» Aim
In the Dimension Attributes Tab text below, what data type do imported attributes get when the connection type doesn't return column data types?

Dimension Attributes Tab

You can add, delete and modify dimension attributes through the dimension’s Attribute tab.

Import

Use the Import Schema button on the Dimension Attributes tab to import the Meta Data for the Dimension from a Source System table.

To Import the Meta Data.

  • On the Dimension Attributes tab, click the Import Schema
  • Select the Source Connection where the source table resides.
  • Select the Import Table and press OK.

The dimension attributes will be populate with the column names and data types from the source table. Some connection types don’t return column data types. In this case the data types are defaulted to varchar(50).

To add an Attribute

Click in the empty row at the end of the list.

  • Attribute Name. Enter the attribute name. Spaces are replaced with _ when the dimension is saved. The Name must be unique within the dimension. Dimodelo Data Warehouse Studio will validate the name. If a name is specified that violates SQL Server naming restrictions, a red ! will be displayed on the row.
  • Data Type. Select a data type from the dropdown list, or just type the data type. The data type will be validated to ensure it is a valid SQL Server data type when the data type field loses focus. If the data type is invalid, a dialog box will display, and the field cleared.
  • Column Type. Choose the column type for the attribute. If the attribute is part of the Natural/Business key of the dimension, then select ‘Business Key’. The business key can be a composite key. That is, more than one attribute can have a type of Business Key. Normally the business key is what your ETL process will use to look up the dimension to identify if source rows already exist in the dimension. It is the primary key of the source table.
  • SCD Type. SCD Type is an acronym for Slowly Changing Dimension Type. The list of types correspond to the SCD types set out by Ralph Kimball. When the Attribute type is ‘Attribute’ this field is enabled and is required. Select the appropriate SCD type for the attribute. In brief Type 2 means keep a new version of this row if this attribute changes where Type 1 means overwrite the existing row. If you don’t understand SCD types then read our ‘Data Warehouse and Business Intelligence Concepts – Guide’.
  • Description. Add a description of the attribute. Generally the description should make sense to an end user. Descriptions are used in the generated Data Dictionary.

» Given material
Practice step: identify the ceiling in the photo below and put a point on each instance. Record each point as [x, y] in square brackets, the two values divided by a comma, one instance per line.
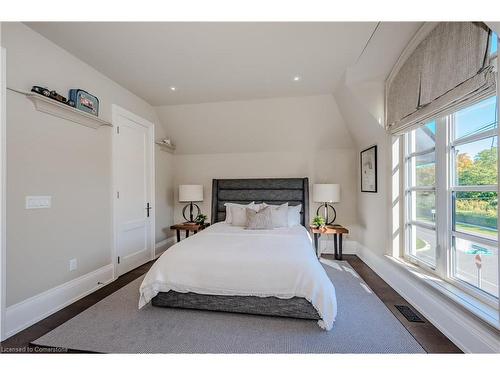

» Result of this exercise
varchar(50)